*Document source*

______________________________

Une autre conséquence pourrait être une réaction des EtatsUnis ou de l’Arabie Saoudite qui aille dans le sens de l’escalade vers un potentiel embrasement régional. Si le redéploiement américain au Moyen-Orient après le 7 octobre a été présenté par Joe Biden comme essentiellement dissuasif, il n’en reste pas moins un facteur d’embrasement dans la région. L’envoi du destroyer américain USS Carney en Mer Rouge, de plusieurs milliers de soldats et de deux porte-avions en Méditerranée orientale et dans le Golfe d’Oman, constituent autant d’éventuelles cibles, qui, si elles étaient touchées, pourraient pousser la première puissance mondiale à riposter ouvertement pour conserver sa crédibilité.

Sans aller jusque-là, mais toujours dans une logique d’escalade, l’impérialisme américain pourrait également durcir les sanctions contre le régime Houthi et la population yéménite, voire relancer la guerre par procuration, en armant et en finançant comme il le fait depuis le début de la guerre civile les forces des pays de la coalition : l’Arabie Saoudite, mais aussi les Emirats Arabes Unis ou Bahreïn. A ce titre, le fait que l’administration de Joe Biden envisage de réintégrer le mouvement Houthi parmi la liste des « organisations terroristes » montre que cette hypothèse peut être envisagée.

Guerre de basse intensité et statu quo : l’aveu de faiblesse de « l’axe de la Résistance »

Cependant, ni les Etats-Unis et leurs alliés, ni l’Iran, ni les houthistes et « l’axe de la Résistance » ne semblent avoir intérêt à relancer une guerre ouverte dans l’immédiat. Du côté des Américains, Joe Biden est fragilisé en interne par les mobilisations anti-guerre dans la rue et au sein du Parti Démocrate, alors que les élections sont prévues dans moins d’un an. Se lancer dans une nouvelle guerre dans ces conditions semble compliqué, d’autant plus que l’OTAN est déjà engagée en Ukraine et que les Etats-Unis ont redéfini leur stratégie depuis plusieurs années pour se concentrer prioritairement sur le front asiatique face à la Chine.

Du côté des pays arabes de la coalition, les réactions de solidarité populaire massive en faveur du peuple palestinien ont paralysé les régimes dans leur entreprise de normalisation avec Israël – à l’exception des Emirats-Arabes-Unis. Par ailleurs, les mobilisations pro-palestiniennes ont également été le lieu d’expression des aspirations sociales et démocratiques, comme en Egypte ou en Jordanie.

______________________________

*Données fournies*
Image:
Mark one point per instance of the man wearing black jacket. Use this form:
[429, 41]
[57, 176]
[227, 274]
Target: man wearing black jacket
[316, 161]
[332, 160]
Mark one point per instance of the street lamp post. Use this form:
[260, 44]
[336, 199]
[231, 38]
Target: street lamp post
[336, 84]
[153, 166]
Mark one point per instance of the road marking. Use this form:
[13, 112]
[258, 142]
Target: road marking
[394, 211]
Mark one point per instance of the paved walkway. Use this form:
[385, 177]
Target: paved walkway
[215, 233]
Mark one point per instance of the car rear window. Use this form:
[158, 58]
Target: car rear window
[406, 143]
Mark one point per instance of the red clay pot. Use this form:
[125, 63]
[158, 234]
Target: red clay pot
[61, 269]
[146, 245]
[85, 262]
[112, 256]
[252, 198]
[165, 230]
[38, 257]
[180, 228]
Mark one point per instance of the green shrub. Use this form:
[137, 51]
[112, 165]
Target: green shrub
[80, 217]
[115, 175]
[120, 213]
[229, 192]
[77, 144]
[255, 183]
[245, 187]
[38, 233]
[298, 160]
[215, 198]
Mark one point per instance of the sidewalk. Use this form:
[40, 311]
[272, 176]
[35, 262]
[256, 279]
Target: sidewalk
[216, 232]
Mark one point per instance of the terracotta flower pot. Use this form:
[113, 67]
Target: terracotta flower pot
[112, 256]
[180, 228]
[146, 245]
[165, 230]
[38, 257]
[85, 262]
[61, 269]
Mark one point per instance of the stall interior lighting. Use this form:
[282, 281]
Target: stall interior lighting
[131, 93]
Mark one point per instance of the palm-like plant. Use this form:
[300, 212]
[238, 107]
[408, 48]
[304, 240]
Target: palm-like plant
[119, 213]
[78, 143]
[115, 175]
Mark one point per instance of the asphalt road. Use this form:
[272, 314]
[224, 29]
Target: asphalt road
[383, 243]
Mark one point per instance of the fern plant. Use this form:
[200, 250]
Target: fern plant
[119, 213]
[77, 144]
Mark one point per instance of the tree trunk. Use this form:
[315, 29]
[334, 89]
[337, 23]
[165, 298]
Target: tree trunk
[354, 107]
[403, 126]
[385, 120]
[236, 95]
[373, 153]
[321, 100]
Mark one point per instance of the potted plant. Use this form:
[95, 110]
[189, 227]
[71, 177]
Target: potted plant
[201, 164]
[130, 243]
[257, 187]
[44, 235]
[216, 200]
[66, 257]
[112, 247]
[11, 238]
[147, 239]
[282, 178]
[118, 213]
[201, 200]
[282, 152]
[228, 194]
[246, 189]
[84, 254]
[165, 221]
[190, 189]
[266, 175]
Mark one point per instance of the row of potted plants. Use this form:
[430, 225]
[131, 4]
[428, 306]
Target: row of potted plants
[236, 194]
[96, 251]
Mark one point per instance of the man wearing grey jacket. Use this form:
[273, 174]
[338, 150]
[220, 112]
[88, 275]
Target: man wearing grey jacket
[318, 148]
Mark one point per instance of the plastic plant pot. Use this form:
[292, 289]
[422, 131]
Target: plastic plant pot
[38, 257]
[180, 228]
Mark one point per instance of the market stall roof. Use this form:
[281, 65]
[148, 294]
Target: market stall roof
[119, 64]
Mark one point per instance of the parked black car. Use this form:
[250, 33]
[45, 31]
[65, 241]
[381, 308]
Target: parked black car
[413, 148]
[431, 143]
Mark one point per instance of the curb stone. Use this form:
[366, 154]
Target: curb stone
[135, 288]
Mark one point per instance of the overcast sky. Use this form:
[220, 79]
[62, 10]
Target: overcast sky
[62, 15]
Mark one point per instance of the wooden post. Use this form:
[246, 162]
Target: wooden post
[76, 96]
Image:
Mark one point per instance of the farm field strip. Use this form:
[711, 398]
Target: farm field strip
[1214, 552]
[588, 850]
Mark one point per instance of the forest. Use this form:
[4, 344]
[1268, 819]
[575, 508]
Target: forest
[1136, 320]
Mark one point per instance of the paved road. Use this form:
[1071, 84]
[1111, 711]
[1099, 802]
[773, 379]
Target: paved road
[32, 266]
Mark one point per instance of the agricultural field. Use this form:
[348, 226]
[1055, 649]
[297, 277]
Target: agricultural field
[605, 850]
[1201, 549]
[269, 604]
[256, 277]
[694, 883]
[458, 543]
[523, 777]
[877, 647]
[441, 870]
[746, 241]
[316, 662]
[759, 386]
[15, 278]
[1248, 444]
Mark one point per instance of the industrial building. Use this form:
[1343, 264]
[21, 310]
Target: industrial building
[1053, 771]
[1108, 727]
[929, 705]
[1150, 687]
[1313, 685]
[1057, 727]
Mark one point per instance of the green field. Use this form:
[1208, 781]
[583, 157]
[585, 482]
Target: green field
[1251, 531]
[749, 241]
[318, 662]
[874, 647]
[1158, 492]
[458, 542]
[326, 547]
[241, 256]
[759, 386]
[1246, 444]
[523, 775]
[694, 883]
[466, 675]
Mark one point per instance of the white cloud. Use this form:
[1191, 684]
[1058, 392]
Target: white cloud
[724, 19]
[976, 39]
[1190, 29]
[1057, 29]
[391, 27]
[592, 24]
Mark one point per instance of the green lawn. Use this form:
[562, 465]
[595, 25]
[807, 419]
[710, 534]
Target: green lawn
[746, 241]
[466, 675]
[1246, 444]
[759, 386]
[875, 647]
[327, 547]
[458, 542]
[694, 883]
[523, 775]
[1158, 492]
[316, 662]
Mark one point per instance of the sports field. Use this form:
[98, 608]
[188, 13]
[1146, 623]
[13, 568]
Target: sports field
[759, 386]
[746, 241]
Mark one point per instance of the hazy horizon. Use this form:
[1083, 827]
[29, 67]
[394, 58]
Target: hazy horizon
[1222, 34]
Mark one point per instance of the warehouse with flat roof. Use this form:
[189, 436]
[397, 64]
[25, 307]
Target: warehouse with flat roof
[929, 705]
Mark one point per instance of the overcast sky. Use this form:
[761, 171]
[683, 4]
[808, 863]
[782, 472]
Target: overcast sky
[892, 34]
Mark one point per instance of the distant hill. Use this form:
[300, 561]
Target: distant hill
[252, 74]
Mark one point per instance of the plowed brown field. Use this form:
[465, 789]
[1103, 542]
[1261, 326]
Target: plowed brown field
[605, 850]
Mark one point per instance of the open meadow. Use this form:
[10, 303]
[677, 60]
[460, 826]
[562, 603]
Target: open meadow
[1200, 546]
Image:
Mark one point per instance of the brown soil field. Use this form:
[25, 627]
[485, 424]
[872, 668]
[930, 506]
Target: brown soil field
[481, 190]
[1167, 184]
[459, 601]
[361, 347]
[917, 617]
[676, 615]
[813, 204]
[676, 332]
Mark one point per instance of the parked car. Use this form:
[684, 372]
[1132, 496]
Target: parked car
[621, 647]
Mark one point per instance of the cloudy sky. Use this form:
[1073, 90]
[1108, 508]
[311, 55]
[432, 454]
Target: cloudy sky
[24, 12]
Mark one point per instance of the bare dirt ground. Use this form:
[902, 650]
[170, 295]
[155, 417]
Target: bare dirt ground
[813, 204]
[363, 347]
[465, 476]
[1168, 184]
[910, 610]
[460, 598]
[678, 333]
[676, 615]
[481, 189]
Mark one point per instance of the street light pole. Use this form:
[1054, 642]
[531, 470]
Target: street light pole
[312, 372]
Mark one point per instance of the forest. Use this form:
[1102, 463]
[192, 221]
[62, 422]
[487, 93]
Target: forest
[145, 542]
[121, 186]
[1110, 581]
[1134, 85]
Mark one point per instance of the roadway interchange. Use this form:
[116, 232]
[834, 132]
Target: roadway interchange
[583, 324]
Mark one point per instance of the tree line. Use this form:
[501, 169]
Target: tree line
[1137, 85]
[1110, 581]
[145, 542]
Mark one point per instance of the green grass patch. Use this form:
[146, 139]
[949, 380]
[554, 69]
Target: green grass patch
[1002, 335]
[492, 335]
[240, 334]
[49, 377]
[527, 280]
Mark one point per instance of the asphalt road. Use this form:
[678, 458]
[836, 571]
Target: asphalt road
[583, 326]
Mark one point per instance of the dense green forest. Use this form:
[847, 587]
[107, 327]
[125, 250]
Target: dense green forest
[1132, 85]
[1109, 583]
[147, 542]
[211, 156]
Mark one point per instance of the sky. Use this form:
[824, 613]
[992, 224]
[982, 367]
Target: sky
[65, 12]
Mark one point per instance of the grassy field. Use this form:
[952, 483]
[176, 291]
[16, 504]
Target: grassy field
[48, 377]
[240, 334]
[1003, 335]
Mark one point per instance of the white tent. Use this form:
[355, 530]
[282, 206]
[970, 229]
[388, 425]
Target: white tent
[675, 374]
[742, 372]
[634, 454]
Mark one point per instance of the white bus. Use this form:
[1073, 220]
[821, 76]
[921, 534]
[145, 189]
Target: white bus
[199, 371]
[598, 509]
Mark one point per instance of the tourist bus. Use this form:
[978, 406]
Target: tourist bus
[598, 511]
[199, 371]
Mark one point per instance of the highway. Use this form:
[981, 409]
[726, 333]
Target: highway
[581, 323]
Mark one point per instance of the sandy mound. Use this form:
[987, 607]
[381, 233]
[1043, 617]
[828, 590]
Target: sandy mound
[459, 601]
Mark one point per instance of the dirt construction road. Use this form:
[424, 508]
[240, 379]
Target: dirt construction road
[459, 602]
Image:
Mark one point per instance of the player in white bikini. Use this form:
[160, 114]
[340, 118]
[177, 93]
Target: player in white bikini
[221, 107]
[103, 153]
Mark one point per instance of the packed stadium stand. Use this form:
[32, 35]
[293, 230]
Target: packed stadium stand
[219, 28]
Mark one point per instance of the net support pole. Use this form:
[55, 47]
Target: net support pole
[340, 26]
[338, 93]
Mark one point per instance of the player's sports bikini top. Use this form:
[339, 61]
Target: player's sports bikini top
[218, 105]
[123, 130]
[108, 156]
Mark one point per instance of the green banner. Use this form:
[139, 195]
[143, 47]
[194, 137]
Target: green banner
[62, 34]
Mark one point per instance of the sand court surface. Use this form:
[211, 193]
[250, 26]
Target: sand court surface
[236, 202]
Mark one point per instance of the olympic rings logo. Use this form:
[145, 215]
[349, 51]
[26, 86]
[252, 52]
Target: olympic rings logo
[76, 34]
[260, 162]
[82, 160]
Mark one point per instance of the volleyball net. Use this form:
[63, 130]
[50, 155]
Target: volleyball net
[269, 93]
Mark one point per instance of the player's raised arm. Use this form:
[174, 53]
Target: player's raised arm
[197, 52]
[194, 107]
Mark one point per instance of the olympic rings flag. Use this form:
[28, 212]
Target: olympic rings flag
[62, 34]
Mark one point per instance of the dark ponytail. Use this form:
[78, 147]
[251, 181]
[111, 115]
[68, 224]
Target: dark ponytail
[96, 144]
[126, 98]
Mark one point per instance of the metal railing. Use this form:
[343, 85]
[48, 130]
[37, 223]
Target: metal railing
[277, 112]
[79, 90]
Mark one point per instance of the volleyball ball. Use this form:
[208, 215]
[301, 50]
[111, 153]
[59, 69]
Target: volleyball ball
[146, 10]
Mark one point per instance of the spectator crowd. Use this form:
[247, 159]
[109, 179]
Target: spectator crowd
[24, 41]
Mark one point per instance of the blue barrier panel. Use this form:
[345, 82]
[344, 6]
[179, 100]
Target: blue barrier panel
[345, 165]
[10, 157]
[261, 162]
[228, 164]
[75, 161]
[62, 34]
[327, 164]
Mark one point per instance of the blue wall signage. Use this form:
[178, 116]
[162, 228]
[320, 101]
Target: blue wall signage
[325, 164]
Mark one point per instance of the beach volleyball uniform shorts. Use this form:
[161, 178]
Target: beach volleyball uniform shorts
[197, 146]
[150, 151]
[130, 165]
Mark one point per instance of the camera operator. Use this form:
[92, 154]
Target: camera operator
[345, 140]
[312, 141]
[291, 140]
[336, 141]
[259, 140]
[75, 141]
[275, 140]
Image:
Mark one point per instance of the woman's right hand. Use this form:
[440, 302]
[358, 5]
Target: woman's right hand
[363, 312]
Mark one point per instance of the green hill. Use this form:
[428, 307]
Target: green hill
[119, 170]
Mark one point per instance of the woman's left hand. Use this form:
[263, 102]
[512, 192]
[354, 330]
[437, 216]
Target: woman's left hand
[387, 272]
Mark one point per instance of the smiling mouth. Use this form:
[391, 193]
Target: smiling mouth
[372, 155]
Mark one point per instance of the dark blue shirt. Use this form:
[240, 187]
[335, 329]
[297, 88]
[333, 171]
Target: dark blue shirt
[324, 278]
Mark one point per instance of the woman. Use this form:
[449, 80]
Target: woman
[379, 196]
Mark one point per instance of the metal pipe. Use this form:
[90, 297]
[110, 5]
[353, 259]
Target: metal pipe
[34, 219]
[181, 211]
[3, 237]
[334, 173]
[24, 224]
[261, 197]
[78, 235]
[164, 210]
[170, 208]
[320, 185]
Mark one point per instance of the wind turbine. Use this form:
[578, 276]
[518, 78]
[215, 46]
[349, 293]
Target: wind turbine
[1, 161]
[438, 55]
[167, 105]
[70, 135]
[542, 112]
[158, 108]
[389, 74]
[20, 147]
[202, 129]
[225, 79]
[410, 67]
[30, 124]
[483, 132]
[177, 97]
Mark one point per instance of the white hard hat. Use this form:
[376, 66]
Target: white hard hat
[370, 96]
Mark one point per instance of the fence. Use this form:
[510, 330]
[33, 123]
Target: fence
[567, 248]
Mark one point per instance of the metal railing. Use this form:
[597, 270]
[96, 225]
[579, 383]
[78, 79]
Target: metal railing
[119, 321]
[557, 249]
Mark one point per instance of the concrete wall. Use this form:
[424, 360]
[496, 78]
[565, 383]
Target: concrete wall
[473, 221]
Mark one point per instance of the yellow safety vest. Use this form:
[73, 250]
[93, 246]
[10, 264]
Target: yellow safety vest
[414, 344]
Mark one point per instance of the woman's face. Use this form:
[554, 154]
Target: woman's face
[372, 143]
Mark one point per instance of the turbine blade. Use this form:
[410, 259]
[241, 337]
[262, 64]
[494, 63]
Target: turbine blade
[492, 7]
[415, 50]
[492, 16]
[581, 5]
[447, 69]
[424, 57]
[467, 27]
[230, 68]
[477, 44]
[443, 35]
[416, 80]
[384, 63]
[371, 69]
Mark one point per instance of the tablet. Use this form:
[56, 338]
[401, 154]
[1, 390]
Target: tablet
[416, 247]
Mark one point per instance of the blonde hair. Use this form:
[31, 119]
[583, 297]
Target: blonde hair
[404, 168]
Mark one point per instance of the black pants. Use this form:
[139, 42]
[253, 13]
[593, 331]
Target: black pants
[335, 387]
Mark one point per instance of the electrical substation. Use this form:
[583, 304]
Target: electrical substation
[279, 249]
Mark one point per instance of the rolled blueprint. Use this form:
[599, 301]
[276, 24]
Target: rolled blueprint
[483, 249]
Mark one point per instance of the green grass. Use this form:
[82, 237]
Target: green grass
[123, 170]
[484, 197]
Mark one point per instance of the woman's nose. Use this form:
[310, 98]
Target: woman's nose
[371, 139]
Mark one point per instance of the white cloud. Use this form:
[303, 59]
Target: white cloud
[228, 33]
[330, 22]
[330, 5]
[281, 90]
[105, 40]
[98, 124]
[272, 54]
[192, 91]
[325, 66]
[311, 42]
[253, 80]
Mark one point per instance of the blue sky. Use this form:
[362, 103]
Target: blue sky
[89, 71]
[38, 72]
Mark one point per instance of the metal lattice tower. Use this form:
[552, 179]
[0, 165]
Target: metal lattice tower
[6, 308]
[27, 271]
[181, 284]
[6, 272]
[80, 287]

______________________________

*Consignes*
**a)** Imprimez le passage du document source compris entre « Cependant, ni les » et « à la Chine. », bornes incluses.
**b)** Poursuivez l'analyse sur le risque d'escalade au Moyen-Orient à partir de sa dernière phrase.

*Résultats finaux*
**a)**
Cependant, ni les Etats-Unis et leurs alliés, ni l’Iran, ni les houthistes et « l’axe de la Résistance » ne semblent avoir intérêt à relancer une guerre ouverte dans l’immédiat. Du côté des Américains, Joe Biden est fragilisé en interne par les mobilisations anti-guerre dans la rue et au sein du Parti Démocrate, alors que les élections sont prévues dans moins d’un an. Se lancer dans une nouvelle guerre dans ces conditions semble compliqué, d’autant plus que l’OTAN est déjà engagée en Ukraine et que les Etats-Unis ont redéfini leur stratégie depuis plusieurs années pour se concentrer prioritairement sur le front asiatique face à la Chine.

**b)**
La fébrilité des régimes arabes dans cette situation les oblige donc pour l’instant à une forme de retenue vis-à-vis d’éventuelles aventures guerrières menées avec le soutien de l’impérialisme américain et Israël. D’autant plus après l’échec de la coalition au Yémen qui a montré la faiblesse militaire du leadership saoudien, et surtout la superficialité de sa stratégie ainsi que son absence d’intelligence politique.

Enfin le régime iranien et les forces qui composent « l’axe de la Résistance » dont se réclame le mouvement Houthi, n’ont pas plus d’intérêt à un conflit ouvert avec Israël, l’impérialisme américain ou les forces régionales qu’il soutient. La situation ouverte depuis le 7 octobre a mis à nu la faiblesse et la brutalité à l’égard des Palestiniens de l’Etat sioniste, tout en décrédibilisant encore davantage les régimes arabes en voie de normalisation avec lui. Dans ce cadre, « l’axe de la Résistance » sort déjà renforcé sur la scène régionale, à l’instar des houthistes en position de force pour négocier avec l’Arabie Saoudite.

C’est ce qui ressort par exemple de la position exprimée par le leader du Hezbollah, Hassan Nasrallah, qui peut être considéré comme le porte-parole de l’axe dans le monde arabe. Tout en cherchant à incarner l’unité face à Israël, en dépassant les divisions entre sunnites et chiites et en se posant en alternative aux régimes en voie de normalisation plus ou moins avancée avec l’Etat sioniste, le « Parti de Dieu » veut s’en tenir à une guerre de basse intensité en respectant les « règles d’engagement » dans le Sud-Liban malgré les bombardements de Tsahal qui ont touché y compris des civils libanais.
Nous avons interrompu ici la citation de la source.